**List of tasks:**
a) Using the sermon excerpt on forgiveness, answer each question:
(i) In which verse does Peter ask his question?
(ii) According to the popular teaching by the Rabbis, how many times should a brother be forgiven a repeated sin?
(iii) Which two things does the excerpt say forgiveness takes a certain amount of?
b) Extract everything in the sermon excerpt on forgiveness from "Furthermore, Jesus has" down to "obligation to forgive.".

**Document extract:**
But this forgiveness is not only beautiful, it’s also difficult.
This is why Peter asks such a good question for us in our text this morning.
Let’s look together at Peter’s question in verse 21, “Then Peter came up and said to him, “Lord, how often will my brother sin against me, and I forgive him? As many as seven times?”
This is a good question. Peter is doing the right thing here with Jesus’ teaching. He’s attempting to make personal application of the truth. And one thing I really like about this is how relatable this is. See if you can relate to this. Someone has sinned against you. Now you have to do something about this. How do you respond? Well, you have a natural response. This may or may not be a reflex to be gracious, depending on the circumstances. Then there is a social-religious response, which has customs that shape it. And then there is Jesus’ own teaching.
On a personal side, forgiveness is difficult. It is hard to forgive someone. It takes a certain amount of vulnerability and security—two things that don’t often go together today.
On a discipleship side, Jesus has been teaching that his followers need to forgive others if they want to be forgiven. For example, we read in Matthew 6:14-15, “For if you forgive others their trespasses, your heavenly Father will also forgive you, but if you do not forgive others their trespasses, neither will your Father forgive your trespasses.” Jesus has been making some very strong and shocking statements about discipleship. Peter has some questions about how this all gets fleshed out on the day to day. What do I do with this after a difficult Tuesday?
Furthermore, Jesus has just taught us about the importance of dealing with sin in the church. We must be quick to get rid of it in our own lives—even to a personally uncomfortable level. And we must, as a church, be sure to deal with sin in our interpersonal relationships. Peter is astute and honest here. Lord, what are the expectations here for me?
There’s also a cultural influence. At the time of its writing, there was a popular teaching by the Rabbis. They stated that a brother should be forgiven a repeated sin three times. But, on the fourth, there is no obligation to forgive.
We see what Peter’s doing here. He’s upping the ante. He knows that Jesus tends to go further than the cultural norms. So instead of three times, he doubles it and adds one to seven. Perhaps Peter was feeling pretty good about himself here. I’m sure we can all relate to occasions of zeal without knowledge and understanding. We get out a bit over our skis. Thankfully, Jesus uses Peter’s question to build our framework for understanding forgiveness.
Perhaps you are listening to Peter’s question and asking the same thing. How often am I obligated to forgive someone who seems to keep returning back to the trough of sin? Or, how should I think about forgiveness? What’s the framework?

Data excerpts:
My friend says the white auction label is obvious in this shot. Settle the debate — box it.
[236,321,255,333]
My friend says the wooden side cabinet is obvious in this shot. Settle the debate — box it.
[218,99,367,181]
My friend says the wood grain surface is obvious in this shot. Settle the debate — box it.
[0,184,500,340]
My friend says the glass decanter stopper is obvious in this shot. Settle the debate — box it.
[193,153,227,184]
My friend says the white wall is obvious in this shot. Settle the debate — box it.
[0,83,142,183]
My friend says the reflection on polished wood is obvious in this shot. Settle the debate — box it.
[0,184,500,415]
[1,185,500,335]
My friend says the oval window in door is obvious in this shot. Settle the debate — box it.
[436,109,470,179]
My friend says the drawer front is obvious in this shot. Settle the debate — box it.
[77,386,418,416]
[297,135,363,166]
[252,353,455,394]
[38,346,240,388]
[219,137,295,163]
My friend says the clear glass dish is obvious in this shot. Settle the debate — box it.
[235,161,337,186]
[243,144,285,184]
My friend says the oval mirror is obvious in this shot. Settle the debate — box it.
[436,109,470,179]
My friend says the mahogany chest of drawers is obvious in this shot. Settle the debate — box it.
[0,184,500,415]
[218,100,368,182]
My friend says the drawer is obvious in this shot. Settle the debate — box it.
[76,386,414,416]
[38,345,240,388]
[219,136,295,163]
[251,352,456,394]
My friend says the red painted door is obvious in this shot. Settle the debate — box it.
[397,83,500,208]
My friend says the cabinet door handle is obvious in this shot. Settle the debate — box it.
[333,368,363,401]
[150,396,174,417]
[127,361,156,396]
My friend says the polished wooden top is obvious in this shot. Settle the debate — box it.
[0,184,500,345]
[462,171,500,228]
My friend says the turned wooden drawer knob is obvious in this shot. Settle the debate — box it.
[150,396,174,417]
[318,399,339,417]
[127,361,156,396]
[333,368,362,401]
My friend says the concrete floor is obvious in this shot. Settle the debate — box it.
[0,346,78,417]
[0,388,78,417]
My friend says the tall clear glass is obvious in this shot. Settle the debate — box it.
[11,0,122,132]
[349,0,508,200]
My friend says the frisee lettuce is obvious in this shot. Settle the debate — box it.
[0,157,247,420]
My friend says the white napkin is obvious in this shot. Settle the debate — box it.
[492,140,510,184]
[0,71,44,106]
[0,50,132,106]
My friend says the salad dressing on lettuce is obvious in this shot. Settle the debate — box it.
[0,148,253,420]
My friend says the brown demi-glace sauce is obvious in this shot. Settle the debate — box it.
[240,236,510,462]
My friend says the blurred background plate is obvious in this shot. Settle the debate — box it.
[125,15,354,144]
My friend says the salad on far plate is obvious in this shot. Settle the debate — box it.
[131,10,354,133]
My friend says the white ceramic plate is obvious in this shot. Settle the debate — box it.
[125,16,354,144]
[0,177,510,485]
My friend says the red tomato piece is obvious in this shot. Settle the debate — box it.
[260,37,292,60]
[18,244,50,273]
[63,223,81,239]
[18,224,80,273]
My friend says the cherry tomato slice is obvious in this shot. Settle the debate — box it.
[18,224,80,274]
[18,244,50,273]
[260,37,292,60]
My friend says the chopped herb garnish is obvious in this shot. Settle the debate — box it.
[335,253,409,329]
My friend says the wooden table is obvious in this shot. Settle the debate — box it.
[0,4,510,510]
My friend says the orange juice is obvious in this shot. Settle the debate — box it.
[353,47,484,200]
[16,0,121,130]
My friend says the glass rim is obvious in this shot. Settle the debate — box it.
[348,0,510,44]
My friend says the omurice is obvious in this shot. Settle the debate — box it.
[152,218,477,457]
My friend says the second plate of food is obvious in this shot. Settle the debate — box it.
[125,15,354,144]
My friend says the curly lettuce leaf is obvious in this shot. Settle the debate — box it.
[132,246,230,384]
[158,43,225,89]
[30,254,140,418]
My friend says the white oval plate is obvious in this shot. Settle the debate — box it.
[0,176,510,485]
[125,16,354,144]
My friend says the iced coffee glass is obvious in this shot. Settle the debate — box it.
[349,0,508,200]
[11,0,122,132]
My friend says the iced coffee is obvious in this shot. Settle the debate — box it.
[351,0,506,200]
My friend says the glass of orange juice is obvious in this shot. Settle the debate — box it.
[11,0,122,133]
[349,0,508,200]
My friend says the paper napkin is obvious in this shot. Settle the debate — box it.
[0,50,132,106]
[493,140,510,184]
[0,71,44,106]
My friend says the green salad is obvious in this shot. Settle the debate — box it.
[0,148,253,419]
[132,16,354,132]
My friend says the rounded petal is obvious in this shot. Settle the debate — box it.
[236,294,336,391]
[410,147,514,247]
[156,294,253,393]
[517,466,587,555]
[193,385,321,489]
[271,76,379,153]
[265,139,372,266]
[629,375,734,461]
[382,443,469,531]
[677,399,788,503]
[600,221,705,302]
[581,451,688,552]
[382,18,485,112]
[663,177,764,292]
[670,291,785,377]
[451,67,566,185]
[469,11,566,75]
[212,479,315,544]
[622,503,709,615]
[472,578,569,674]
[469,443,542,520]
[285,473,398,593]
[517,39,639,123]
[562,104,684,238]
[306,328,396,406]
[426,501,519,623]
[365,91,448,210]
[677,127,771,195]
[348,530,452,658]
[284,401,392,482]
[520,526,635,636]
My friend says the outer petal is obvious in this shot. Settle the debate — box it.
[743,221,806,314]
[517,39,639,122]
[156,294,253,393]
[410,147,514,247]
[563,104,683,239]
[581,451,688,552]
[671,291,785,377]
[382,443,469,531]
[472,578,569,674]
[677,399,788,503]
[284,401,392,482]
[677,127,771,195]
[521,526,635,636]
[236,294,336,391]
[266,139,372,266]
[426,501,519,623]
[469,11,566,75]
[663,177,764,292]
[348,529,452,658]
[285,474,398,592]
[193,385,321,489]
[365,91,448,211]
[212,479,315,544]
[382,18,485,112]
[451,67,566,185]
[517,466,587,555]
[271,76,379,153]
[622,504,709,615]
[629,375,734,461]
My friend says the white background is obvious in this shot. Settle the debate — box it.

**Expected responses:**
a)
(i) Verse 21.
(ii) Three times. On the fourth, there is no obligation to forgive.
(iii) Vulnerability and security.

b)
Furthermore, Jesus has just taught us about the importance of dealing with sin in the church. We must be quick to get rid of it in our own lives—even to a personally uncomfortable level. And we must, as a church, be sure to deal with sin in our interpersonal relationships. Peter is astute and honest here. Lord, what are the expectations here for me?
There’s also a cultural influence. At the time of its writing, there was a popular teaching by the Rabbis. They stated that a brother should be forgiven a repeated sin three times. But, on the fourth, there is no obligation to forgive.